Source extract:
* * * * * * * * *

Palm Oil Futures Fall for a Second Straight Day
Palm oil is one of the most widely used edible oils in the world. It is used to cook food products, manufacture beauty products, animal feed, biofuel, and in numerous other industries such as pharmaceutical industries. Malaysia and Indonesia are among the top producers of palm oil, contributing to more than 75% of the global palm oil production. However, as coronavirus rages on, stringent lockdown procedures have been brought about to slow the spread of this disease. As a result, several industries have been affected adversely, and consumption of the products has dropped. The palm oil industry is one such industry that is facing the full brunt of the pandemic.
COVID-19 has affected a huge section of the Malaysian populace, with a grand total of 579,000 active covid cases being reported as of now. As a result, the government of Malaysia has decided to impose a two-week nationwide lockdown, which begins on Tuesday. Even though the essential manufacturing and service sectors, including the palm oil industry, are allowed to operate, the local businesses, fearful of the virus, will not be functional in these testing times. Large losses are imminent and, therefore, Malaysian palm oil futures and options have fallen for a second straight day.
Exports of Malaysian palm oil products had increased by 1.5% from April to May, as the covid wave had curved down, and production was in full force. Consequently, the Bursa Malaysia Derivatives Exchange, which is the benchmark for palm oil contracts, had shown a rise of 1.3% in the past month. With a noticeable rise in covid cases, the speed of export went down considerably from the first half of May. As the curfew news broke out, a lot of brokers were left worried. Estimations suggest that by August, the contract will close at 30 ringgits, which is 0.77% of 3889 ringgits a ton, showing a sharp decline.

* * * * * * * * *

Collected data
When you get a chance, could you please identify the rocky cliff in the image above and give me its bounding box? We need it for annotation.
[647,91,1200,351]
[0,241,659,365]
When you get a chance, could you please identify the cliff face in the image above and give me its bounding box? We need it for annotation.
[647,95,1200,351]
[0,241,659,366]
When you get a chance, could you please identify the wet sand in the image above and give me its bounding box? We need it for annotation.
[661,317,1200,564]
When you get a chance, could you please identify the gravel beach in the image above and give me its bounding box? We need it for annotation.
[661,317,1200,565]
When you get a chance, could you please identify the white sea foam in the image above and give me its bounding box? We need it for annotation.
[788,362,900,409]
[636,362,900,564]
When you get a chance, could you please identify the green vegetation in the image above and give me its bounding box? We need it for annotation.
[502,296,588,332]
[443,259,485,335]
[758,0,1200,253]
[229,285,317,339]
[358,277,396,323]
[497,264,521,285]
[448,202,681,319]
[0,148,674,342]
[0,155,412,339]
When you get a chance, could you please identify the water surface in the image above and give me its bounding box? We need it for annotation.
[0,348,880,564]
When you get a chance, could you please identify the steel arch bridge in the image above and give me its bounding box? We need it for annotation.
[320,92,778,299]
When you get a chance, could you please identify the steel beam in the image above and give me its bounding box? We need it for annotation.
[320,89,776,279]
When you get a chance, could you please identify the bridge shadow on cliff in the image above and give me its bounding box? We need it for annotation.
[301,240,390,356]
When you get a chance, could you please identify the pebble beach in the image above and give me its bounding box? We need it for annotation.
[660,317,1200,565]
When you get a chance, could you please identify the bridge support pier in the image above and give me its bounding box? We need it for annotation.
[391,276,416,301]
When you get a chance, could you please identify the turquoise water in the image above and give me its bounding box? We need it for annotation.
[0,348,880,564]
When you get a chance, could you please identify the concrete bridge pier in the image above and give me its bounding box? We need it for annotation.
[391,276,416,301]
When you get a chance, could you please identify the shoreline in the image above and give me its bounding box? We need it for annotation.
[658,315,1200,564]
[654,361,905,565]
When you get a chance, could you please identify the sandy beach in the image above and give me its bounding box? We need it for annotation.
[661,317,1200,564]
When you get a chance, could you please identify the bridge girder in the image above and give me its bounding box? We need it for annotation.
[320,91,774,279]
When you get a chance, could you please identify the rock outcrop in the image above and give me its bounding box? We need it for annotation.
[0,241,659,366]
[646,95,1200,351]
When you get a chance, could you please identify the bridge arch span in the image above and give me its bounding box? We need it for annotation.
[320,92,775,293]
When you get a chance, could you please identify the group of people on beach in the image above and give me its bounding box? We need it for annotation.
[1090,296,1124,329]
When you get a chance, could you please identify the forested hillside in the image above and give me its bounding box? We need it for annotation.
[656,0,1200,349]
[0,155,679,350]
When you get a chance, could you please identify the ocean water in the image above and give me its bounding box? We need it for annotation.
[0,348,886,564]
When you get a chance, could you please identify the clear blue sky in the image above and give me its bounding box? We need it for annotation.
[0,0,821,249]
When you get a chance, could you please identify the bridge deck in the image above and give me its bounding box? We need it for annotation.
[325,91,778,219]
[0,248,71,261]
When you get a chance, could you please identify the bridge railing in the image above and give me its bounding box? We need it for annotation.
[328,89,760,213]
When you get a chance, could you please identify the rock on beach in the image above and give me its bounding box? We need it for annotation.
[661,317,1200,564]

* * * * * * * * *

Exercise:
Reproduce the entire article on palm oil futures word for word. The data above is separate material, not part of the article.

Solution to this exercise:
Palm Oil Futures Fall for a Second Straight Day
Palm oil is one of the most widely used edible oils in the world. It is used to cook food products, manufacture beauty products, animal feed, biofuel, and in numerous other industries such as pharmaceutical industries. Malaysia and Indonesia are among the top producers of palm oil, contributing to more than 75% of the global palm oil production. However, as coronavirus rages on, stringent lockdown procedures have been brought about to slow the spread of this disease. As a result, several industries have been affected adversely, and consumption of the products has dropped. The palm oil industry is one such industry that is facing the full brunt of the pandemic.
COVID-19 has affected a huge section of the Malaysian populace, with a grand total of 579,000 active covid cases being reported as of now. As a result, the government of Malaysia has decided to impose a two-week nationwide lockdown, which begins on Tuesday. Even though the essential manufacturing and service sectors, including the palm oil industry, are allowed to operate, the local businesses, fearful of the virus, will not be functional in these testing times. Large losses are imminent and, therefore, Malaysian palm oil futures and options have fallen for a second straight day.
Exports of Malaysian palm oil products had increased by 1.5% from April to May, as the covid wave had curved down, and production was in full force. Consequently, the Bursa Malaysia Derivatives Exchange, which is the benchmark for palm oil contracts, had shown a rise of 1.3% in the past month. With a noticeable rise in covid cases, the speed of export went down considerably from the first half of May. As the curfew news broke out, a lot of brokers were left worried. Estimations suggest that by August, the contract will close at 30 ringgits, which is 0.77% of 3889 ringgits a ton, showing a sharp decline.